Воспроизведите все данные ниже дословно, строка за строкой. Изображения в ответ не включайте.

> _Строки набора данных_:
* * * * * * *

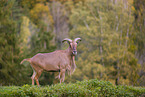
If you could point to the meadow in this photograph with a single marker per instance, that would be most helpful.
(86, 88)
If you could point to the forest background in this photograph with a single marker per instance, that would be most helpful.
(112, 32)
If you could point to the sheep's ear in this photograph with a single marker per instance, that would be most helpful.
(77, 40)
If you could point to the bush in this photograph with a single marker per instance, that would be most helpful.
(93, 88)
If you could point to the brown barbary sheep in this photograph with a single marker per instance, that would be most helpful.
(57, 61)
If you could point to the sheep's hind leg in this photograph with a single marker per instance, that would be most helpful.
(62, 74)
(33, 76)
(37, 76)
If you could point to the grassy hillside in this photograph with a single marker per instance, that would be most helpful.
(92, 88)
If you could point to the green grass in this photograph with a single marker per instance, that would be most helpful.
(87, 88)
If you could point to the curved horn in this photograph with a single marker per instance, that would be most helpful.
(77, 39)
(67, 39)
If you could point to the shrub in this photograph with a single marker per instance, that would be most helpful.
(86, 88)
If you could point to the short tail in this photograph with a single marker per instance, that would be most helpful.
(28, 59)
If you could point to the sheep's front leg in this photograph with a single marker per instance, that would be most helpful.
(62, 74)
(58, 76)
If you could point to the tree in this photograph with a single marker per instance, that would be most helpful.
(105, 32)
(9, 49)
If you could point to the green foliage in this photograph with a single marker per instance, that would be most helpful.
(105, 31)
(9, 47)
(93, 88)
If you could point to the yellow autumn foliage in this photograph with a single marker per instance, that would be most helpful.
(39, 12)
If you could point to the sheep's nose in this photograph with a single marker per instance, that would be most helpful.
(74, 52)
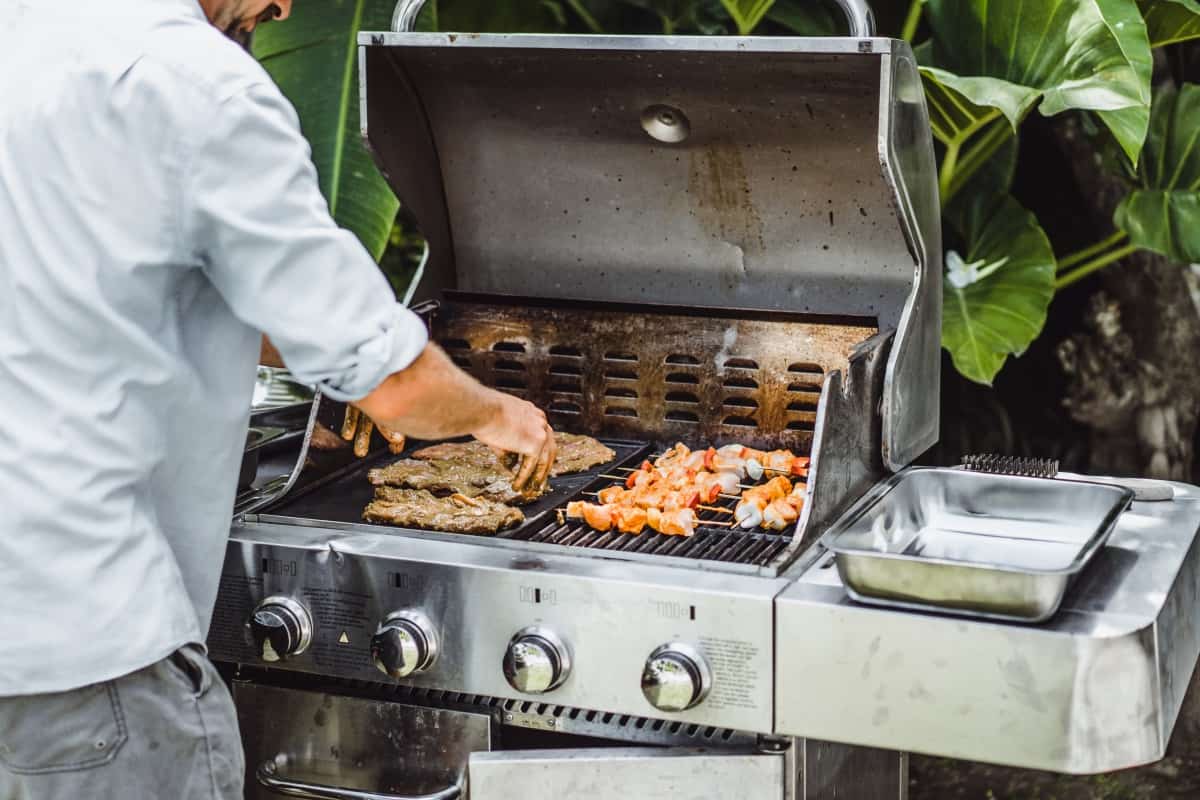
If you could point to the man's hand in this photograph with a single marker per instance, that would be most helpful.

* * * * * * *

> _Итоговый результат_:
If you could point to the meadow in this photograph with a single marker per instance, that would be most helpful.
(86, 88)
If you could point to the forest background in this photograph with a single marker per instance, that would be most helpful.
(112, 32)
If you could point to the sheep's ear in this photograph with a single marker per instance, that would be most helpful.
(77, 40)
If you could point to the bush in this photograph with a single marker per instance, that would be most helpful.
(93, 88)
If you could point to the brown barbary sheep in this photograph with a single marker per instance, that would be most helpful.
(57, 61)
If you could point to the sheep's hind leg in this photograph with a single marker per instance, that would be most helpful.
(62, 74)
(33, 76)
(37, 76)
If you could point to the grassy hillside in this photograph with a single marker per instance, that would be most helpful.
(92, 88)
If you could point to the green grass in this photograph with a single marker per instance, that would be most helpful.
(87, 88)
If you could point to the curved horn in this photograph with a single marker per instance, that would be most helpful.
(77, 39)
(67, 39)
If you could point to the shrub in this photograph with a single marker per instance, that would be most helpful.
(86, 88)
If you could point to the short tail in this photograph with a single marker per instance, that would be most helpful.
(28, 59)
If you could point to the sheep's front leg in this photograph with a single marker per instance, that would be most helpful.
(62, 74)
(58, 76)
If you could point to the tree in this photograph with a single marker per instance, that would be most helpful.
(105, 32)
(9, 49)
If you could point to the green foliage in this photograph with a single marker per instance, that would be most helpful.
(105, 31)
(9, 47)
(93, 88)
If you could point to the yellow autumn foliage in this photograph with a single marker per instance, that would be most helpful.
(39, 12)
If you could point to the sheep's nose in this photograph with a single marker per instance, that would be most helpful.
(74, 52)
If you could point to the man's hand in this photograph with a single marker per instance, that would be most helpful.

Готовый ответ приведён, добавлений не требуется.